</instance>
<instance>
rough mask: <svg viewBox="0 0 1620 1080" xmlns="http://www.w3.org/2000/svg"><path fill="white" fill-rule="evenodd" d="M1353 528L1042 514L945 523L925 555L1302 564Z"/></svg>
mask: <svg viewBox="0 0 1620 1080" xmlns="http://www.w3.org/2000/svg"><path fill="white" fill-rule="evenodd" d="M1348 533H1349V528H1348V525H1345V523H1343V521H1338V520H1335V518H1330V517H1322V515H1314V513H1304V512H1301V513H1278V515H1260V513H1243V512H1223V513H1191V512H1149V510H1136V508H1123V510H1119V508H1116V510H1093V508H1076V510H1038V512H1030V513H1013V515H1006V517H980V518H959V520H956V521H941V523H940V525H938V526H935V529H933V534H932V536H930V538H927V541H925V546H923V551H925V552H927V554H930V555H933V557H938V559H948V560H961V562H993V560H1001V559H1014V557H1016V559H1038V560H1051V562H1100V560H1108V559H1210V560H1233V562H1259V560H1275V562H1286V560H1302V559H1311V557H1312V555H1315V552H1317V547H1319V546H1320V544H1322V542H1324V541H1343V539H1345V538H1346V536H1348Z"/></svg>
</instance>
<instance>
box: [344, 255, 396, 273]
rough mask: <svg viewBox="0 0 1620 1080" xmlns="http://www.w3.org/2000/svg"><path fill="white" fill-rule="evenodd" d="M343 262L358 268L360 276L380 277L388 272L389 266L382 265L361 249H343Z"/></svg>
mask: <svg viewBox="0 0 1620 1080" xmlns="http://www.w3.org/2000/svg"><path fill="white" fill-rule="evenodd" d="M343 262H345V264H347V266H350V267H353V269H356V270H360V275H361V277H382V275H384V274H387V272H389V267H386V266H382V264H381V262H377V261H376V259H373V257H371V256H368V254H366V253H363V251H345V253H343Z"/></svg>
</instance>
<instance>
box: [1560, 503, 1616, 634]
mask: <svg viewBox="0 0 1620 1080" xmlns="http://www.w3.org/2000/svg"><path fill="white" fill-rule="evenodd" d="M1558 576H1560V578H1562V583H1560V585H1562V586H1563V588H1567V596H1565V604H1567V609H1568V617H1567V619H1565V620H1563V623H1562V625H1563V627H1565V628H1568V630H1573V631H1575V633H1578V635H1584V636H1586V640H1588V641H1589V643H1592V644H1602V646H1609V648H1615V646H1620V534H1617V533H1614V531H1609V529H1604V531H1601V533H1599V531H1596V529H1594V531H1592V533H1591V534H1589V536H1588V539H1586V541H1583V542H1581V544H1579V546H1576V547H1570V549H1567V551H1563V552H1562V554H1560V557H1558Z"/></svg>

-*-

→ Your assignment:
Print the data above exactly as it reads.

→ Answer space:
</instance>
<instance>
rough mask: <svg viewBox="0 0 1620 1080" xmlns="http://www.w3.org/2000/svg"><path fill="white" fill-rule="evenodd" d="M1353 528L1042 514L945 523L925 555L1302 564Z"/></svg>
mask: <svg viewBox="0 0 1620 1080" xmlns="http://www.w3.org/2000/svg"><path fill="white" fill-rule="evenodd" d="M1348 533H1349V528H1348V525H1345V523H1343V521H1338V520H1335V518H1330V517H1322V515H1314V513H1304V512H1301V513H1278V515H1260V513H1243V512H1223V513H1191V512H1149V510H1136V508H1123V510H1119V508H1116V510H1093V508H1076V510H1038V512H1030V513H1013V515H1006V517H980V518H959V520H956V521H941V523H940V525H938V526H935V529H933V534H932V536H930V538H927V541H925V546H923V551H925V552H927V554H930V555H933V557H938V559H948V560H961V562H993V560H1001V559H1014V557H1016V559H1038V560H1051V562H1100V560H1108V559H1210V560H1233V562H1259V560H1275V562H1286V560H1302V559H1311V557H1312V555H1315V552H1317V547H1319V546H1320V544H1322V542H1324V541H1343V539H1345V538H1346V536H1348Z"/></svg>
</instance>
<instance>
box: [344, 255, 396, 273]
rough mask: <svg viewBox="0 0 1620 1080" xmlns="http://www.w3.org/2000/svg"><path fill="white" fill-rule="evenodd" d="M343 262L358 268L360 276L380 277L388 272L389 266L382 265L361 249H343Z"/></svg>
mask: <svg viewBox="0 0 1620 1080" xmlns="http://www.w3.org/2000/svg"><path fill="white" fill-rule="evenodd" d="M343 262H345V264H347V266H350V267H353V269H356V270H360V275H361V277H382V275H384V274H387V272H389V267H386V266H382V264H381V262H377V261H376V259H373V257H371V256H368V254H366V253H363V251H345V253H343Z"/></svg>
</instance>
<instance>
box: [1560, 503, 1616, 634]
mask: <svg viewBox="0 0 1620 1080" xmlns="http://www.w3.org/2000/svg"><path fill="white" fill-rule="evenodd" d="M1558 576H1560V578H1562V583H1560V585H1562V586H1563V588H1567V596H1565V604H1567V609H1568V617H1567V619H1565V620H1563V623H1562V625H1563V627H1565V628H1568V630H1573V631H1575V633H1578V635H1584V636H1586V640H1588V641H1589V643H1592V644H1602V646H1609V648H1615V646H1620V534H1617V533H1614V531H1609V529H1604V531H1601V533H1599V531H1596V529H1594V531H1592V533H1591V534H1589V536H1588V539H1586V541H1583V542H1581V544H1579V546H1576V547H1570V549H1567V551H1563V552H1562V554H1560V557H1558Z"/></svg>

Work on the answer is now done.